__EXTRACT TO READ__.
==================================================
Professor Fatma Marouf Interviewed by Las Vegas Sun

Fatma Marouf is the co-director of the Immigration Clinic and an associate professor at the William S. Boyd School of Law.

Professor Marouf recently sat down with the Las Vegas Sun for a Dec. 23 article titled “How President Obama’s immigration order might affect Las Vegas labor.”

In the article, Professor Marouf talks about how President Obama’s immigration plan can offer more protection for undocumented workers, especially here in Nevada which has the highest population share in the country.

“Obama issued a memorandum calling for ‘modernizing and streamlining’ the immigrant visa system,” explained Professor Marouf in the article. “ … This should make it easier for skilled and unskilled workers to obtain visas to work in the U.S., which will reduce fraud and exploitation, including labor trafficking … The industries where trafficking is especially common is in the hotel and service industry. We’re talking about low-tier jobs, like servers or custodians. Interestingly, health services is also one of the more predominant areas where people work in the shadows. They’ll usually be in group homes and nursing homes where people care for the mentally ill or the elderly — places that aren’t regulated heavily.”
==================================================
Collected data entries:
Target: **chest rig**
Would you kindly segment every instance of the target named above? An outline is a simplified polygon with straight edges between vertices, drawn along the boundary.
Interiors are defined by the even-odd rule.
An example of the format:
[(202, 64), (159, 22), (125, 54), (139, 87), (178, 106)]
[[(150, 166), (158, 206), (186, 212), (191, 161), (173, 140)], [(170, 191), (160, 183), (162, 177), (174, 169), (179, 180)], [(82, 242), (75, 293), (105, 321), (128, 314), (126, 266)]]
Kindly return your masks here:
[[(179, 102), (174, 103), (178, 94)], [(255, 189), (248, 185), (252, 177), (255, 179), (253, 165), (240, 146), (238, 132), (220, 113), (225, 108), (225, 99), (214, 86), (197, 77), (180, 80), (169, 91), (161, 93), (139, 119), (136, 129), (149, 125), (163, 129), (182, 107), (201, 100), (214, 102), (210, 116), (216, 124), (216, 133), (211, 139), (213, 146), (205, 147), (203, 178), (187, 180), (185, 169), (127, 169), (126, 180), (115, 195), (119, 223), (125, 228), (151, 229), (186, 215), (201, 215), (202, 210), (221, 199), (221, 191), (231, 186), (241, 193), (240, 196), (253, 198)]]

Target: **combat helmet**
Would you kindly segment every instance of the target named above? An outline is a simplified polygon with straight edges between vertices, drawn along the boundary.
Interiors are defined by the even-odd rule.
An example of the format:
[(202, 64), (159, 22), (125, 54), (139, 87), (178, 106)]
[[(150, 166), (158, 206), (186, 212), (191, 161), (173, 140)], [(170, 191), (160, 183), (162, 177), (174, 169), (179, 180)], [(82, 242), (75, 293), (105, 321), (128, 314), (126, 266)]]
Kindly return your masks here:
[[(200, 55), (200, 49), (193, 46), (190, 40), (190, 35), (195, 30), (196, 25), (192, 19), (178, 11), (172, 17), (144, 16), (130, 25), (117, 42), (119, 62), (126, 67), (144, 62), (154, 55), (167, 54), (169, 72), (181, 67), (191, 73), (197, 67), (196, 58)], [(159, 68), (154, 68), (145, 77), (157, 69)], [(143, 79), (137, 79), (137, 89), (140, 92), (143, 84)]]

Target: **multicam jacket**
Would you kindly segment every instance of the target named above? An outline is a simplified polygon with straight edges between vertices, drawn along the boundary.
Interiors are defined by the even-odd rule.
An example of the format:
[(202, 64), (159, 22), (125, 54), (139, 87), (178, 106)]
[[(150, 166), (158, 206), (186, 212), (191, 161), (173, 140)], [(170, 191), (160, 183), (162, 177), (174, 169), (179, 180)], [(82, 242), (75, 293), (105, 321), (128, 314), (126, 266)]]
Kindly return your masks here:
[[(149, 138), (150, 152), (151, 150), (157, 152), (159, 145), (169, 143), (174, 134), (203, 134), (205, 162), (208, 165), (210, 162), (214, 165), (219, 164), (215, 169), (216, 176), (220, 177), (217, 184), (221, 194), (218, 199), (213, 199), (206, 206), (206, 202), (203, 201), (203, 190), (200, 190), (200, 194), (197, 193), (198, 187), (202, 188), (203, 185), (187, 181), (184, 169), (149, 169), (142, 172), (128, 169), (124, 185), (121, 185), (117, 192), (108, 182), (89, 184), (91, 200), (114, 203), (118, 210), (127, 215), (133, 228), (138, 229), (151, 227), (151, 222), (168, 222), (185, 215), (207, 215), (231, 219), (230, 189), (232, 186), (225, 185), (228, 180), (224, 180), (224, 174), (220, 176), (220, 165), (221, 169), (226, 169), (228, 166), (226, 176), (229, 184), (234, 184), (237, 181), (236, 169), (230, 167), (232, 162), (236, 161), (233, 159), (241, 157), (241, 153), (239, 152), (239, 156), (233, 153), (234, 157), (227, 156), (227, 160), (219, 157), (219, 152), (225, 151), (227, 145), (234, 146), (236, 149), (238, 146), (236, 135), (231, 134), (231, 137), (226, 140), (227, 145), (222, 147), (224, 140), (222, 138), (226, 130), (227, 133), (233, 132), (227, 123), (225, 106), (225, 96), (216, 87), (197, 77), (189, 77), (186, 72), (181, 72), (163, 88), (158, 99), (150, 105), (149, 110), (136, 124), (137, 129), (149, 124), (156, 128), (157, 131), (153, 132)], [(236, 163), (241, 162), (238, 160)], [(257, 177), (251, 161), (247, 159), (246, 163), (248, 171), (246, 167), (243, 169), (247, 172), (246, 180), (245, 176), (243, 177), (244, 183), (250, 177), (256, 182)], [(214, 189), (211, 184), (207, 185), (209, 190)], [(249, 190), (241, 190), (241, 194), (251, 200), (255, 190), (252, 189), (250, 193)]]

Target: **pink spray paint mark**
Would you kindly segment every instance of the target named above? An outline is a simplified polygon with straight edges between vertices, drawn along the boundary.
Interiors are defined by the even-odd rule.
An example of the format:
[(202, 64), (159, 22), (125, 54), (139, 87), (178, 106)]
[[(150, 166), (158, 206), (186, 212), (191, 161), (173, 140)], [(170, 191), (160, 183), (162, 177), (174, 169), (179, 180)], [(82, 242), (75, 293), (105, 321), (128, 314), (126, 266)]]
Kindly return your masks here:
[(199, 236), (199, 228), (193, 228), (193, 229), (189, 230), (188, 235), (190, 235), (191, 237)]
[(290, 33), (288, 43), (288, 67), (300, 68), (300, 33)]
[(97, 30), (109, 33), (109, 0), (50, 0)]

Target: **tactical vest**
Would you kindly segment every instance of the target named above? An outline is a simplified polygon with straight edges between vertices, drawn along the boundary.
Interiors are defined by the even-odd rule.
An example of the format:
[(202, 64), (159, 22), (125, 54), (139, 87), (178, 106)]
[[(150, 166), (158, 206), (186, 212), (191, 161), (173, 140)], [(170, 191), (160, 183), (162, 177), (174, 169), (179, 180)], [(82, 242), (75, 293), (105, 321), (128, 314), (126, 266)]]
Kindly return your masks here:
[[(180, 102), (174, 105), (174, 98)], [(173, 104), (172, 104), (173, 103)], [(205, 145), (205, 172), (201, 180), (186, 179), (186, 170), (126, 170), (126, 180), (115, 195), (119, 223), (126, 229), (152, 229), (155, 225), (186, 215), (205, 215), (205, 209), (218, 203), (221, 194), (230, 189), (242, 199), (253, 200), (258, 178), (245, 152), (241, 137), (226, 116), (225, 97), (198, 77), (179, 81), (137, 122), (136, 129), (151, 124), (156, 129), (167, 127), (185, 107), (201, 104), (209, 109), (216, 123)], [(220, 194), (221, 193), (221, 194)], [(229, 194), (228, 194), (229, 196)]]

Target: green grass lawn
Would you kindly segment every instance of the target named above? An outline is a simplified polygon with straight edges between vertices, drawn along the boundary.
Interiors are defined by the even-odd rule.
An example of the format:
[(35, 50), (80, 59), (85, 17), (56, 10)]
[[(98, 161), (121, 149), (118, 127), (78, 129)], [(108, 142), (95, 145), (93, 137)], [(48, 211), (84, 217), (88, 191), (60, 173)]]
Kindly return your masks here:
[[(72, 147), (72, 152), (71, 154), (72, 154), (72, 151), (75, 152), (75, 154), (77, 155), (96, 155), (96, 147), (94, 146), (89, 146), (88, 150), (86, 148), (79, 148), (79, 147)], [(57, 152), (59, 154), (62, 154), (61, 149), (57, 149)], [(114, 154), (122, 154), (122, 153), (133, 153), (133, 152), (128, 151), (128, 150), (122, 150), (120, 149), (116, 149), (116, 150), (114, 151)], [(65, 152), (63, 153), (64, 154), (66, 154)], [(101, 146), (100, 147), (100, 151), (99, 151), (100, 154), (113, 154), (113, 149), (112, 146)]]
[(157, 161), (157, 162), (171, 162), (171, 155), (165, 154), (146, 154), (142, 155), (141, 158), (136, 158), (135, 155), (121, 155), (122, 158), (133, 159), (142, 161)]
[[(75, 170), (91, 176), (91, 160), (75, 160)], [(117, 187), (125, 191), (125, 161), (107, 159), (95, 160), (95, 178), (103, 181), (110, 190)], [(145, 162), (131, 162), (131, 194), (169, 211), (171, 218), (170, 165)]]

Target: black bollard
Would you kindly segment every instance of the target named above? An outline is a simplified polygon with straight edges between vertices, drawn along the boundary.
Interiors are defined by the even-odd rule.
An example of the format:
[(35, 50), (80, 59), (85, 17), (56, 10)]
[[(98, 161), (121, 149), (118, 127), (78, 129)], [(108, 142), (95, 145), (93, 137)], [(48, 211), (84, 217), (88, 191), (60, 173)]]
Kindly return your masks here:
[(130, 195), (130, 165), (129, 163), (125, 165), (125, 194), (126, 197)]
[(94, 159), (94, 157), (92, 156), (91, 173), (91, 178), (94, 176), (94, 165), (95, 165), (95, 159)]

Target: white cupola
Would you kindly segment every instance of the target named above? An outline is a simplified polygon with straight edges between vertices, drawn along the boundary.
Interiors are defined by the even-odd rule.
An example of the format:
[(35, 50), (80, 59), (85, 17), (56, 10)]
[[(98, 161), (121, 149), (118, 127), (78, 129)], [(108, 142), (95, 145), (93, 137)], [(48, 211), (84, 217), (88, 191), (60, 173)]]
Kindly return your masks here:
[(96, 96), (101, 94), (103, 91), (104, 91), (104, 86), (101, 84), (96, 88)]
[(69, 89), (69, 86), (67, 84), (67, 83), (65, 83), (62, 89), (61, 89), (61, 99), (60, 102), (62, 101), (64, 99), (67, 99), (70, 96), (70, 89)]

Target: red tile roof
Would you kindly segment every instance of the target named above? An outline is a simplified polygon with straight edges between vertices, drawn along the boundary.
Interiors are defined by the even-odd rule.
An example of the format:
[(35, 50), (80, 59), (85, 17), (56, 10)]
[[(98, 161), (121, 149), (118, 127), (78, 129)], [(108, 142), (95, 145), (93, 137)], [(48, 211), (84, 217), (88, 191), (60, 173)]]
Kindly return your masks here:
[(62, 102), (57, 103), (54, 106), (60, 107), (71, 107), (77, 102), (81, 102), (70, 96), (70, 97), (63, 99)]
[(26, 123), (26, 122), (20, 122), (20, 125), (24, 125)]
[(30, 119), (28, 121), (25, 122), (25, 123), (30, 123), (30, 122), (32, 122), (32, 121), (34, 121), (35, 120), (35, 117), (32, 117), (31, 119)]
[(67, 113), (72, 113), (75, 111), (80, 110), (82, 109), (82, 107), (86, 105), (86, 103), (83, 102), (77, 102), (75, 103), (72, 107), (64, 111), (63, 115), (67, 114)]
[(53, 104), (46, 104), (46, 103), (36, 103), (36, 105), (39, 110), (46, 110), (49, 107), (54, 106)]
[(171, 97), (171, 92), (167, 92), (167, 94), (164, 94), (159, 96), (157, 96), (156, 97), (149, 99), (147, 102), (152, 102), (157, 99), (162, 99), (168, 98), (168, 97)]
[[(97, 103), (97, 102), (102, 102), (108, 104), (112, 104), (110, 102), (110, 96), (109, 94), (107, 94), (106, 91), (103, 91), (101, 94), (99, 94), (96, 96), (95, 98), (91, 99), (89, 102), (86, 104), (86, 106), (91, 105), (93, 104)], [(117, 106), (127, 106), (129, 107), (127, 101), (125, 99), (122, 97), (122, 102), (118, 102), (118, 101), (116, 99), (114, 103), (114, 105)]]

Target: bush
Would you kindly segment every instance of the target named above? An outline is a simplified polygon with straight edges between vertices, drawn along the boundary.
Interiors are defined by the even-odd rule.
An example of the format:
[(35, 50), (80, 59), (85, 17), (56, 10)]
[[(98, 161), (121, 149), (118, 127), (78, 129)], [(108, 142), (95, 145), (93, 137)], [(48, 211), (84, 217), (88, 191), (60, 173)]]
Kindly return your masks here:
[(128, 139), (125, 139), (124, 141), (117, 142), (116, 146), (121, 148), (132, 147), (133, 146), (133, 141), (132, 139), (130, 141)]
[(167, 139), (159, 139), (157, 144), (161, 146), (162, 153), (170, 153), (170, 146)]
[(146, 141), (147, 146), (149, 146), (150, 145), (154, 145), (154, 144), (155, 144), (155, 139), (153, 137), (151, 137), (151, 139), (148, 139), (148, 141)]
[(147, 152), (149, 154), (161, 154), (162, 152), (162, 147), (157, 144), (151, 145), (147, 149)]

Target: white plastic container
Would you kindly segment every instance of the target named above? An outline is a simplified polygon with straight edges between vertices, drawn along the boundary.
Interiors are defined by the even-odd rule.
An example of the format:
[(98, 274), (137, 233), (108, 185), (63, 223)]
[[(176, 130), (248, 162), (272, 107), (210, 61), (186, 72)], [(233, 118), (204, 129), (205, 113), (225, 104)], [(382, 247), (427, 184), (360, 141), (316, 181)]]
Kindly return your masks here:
==================================================
__WHAT YOU NEED TO DO__. In the piece on Professor Marouf's interview, which two industries does she say are where labor trafficking is especially common? These records were drawn from a separate source.

__RESULT OF THIS TASK__. The hotel and service industry.